* [Vorliegender Text]
----

EU vor neuen Herausforderungen: Macht ohne Souveränität?

von | 10.10.2025

Die Europäische Union muss sich in einem immer aggressiver werdenden machtpolitischen Ringen bewähren. Anders als ihre Konkurrenten ist sie jedoch bloß ein prekärer Interessenverband, kein Staat. In seinem neuen Buch denkt der Politikwissenschaftler Herfried Münkler darüber nach, wie dieser Mangel ausgeglichen werden kann.

(© rowohlt)

Russische Drohnen im Hoheitsgebiet der Mitgliedsstaaten der Europäischen Union – diese Form der Souveränitätsverletzung war beim informellen EU-Gipfel in Kopenhagen in der vorigen Woche nicht nur ein theoretisches Problem. In den Tagen vor dem Treffen hatten solche Geräte (in diesem Fall nicht identifizierten Ursprungs) unter anderem dänische Militärbasen überflogen. Kurz zuvor waren russische Jets in den estnischen Luftraum eingedrungen. „Les Européens attendaient de leurs dirigeants des décisions fortes et des actes durant le sommet informel de Copenhague“, schrieben die Journalisten David Carretta und Christian Spillmann in ihrem Newsletter „La Matinale Européenne“ angesichts der Situation. Gehört jedoch habe man eine „terrible cacophonie“. „Nous sommes en confrontation avec la Russie”, so der französische Präsident Emmanuel Macron zu Beginn des Gipfels. „Wir sind nicht im Krieg, aber wir sind auch nicht mehr im Frieden“, hatte Deutschlands Bundeskanzler Friedrich Merz gemeint. Luxemburgs Premierminister Luc Frieden (CSV) wiederum sagte dem Radiosender „100,7“ zur Drohnenproblematik schlicht: „Zu Lëtzebuerg huet sech de Problem nach net gestallt.“ Am schärfsten formulierte es die dänische Premierministerin und Gastgeberin Mette Frederiksen. Sie sieht Europa „in der gefährlichsten Situation seit dem Zweiten Weltkrieg“; eine „sehr starke kollektive Reaktion“ sei nun gefragt. „Un sommet de cette importance […] aurait mérité un minimum de préparation et de concertation afin d’envoyer un message d’unité et de fermeté à un agresseur russe qui mise lui sur la désunion des Européens“, kritisierten Carretta und Spillmann in ihrer Analyse.

----

* [Aufgabenstellung 1] Welche Lage Europas sieht die dänische Premierministerin Mette Frederiksen laut dem Text über die EU?

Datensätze
----

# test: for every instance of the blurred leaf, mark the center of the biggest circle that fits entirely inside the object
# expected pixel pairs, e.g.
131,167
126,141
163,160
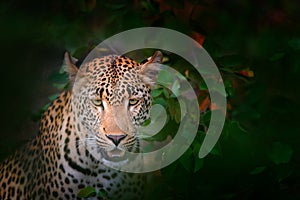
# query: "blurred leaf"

----

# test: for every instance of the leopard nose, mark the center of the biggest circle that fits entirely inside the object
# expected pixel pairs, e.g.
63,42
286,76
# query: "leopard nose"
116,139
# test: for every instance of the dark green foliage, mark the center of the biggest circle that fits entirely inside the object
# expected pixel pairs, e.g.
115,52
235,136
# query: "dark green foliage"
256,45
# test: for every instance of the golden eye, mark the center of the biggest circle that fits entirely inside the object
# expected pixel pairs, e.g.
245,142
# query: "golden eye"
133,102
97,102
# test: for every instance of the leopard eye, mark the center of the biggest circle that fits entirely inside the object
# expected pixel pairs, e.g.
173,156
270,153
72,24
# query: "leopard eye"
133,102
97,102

----

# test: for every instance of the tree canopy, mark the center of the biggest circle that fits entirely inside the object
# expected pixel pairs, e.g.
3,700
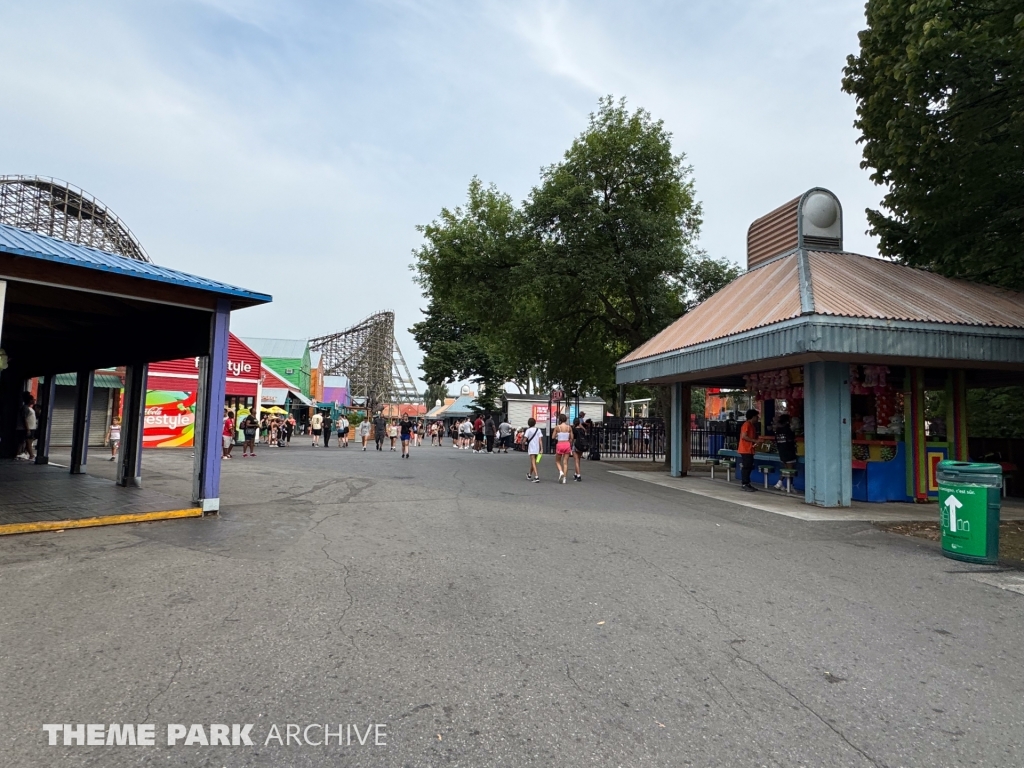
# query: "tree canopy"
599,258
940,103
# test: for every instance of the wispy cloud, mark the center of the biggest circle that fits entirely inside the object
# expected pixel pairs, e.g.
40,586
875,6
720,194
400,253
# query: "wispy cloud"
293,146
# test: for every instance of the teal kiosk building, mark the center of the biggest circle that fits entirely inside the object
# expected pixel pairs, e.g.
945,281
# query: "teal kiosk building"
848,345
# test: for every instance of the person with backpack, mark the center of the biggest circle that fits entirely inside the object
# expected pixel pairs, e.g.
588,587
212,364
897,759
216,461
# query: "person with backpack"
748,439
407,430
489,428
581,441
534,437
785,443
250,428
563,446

----

* [Aufgabenstellung 2] Suche aus der Auflistung alle Zeilen heraus, die das Wort „golden“ enthalten, und beachte dabei die Groß- und Kleinschreibung.

* [Lösung 1] Sie sieht Europa „in der gefährlichsten Situation seit dem Zweiten Weltkrieg“.

* [Lösung 2]
# test: for every instance of the golden eye, mark the center of the biggest circle that fits entirely inside the object
# query: "golden eye"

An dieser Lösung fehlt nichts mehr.